Philippine Statement
Permanent Mission of the Philippines to the United Nations

Disarmament and International Security

during the General Debate of the First Committee
59th United Nations General Assembly
New York, 13 October 2004


Mr. Chairman,

The Philippines associates itself with the statement made by Myanmar on behalf of the ten (10) members of the Association of the Southeast Asian Nations (ASEAN).

We take this opportunity to commend the support of Undersecretary-General Nobuyasu Abe and the Department for Disarmament affairs to our disarmament cause. Undersecretary Abe’s statement has given us a comprehensive and up-to-date view of where stand on disarmament issue at this time.

The Philippines shares the concern of other delegations over the lack of progress on nuclear disarmament and non-proliferation in the multilateral arena.

There has regrettably been no substantive discussion during the last session of the UN Disarmament Commission (UNDC), bogged down on the issue of agenda setting. Despite the UNDC Chairman’s efforts, the European Union, the Non-Aligned Movement, and the United States failed to reach an agreement in achieving a compromise package of substantive agenda items.

Furthermore, the Third and Final Session of the Preparatory Committee for the 2005 NPT Review Conference failed to produce a consensus report containing a substantive recommendation for the 2005 NPT Review Conference.

On the other hand, my delegation notes recent promising developments despite the collapse of the recent session of the UNDC.

[Some records]
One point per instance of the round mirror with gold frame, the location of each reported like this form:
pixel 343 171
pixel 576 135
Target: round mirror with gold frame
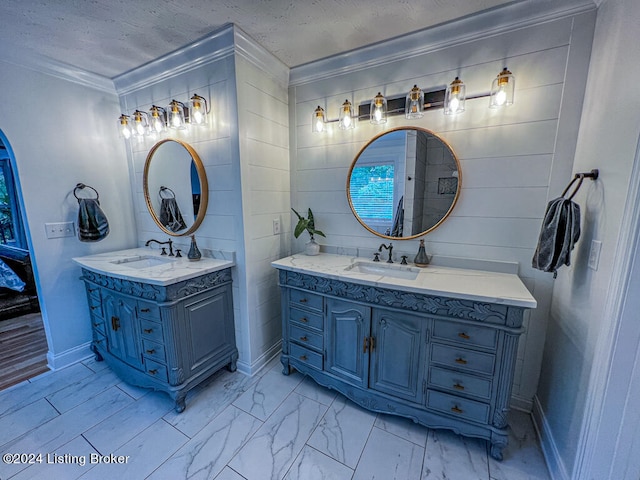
pixel 404 183
pixel 175 187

[Work to do]
According to the Philippine statement, which parties failed to reach an agreement on a compromise package during the last session of the UN Disarmament Commission? Name all of them.

[Result]
The European Union, the Non-Aligned Movement, and the United States.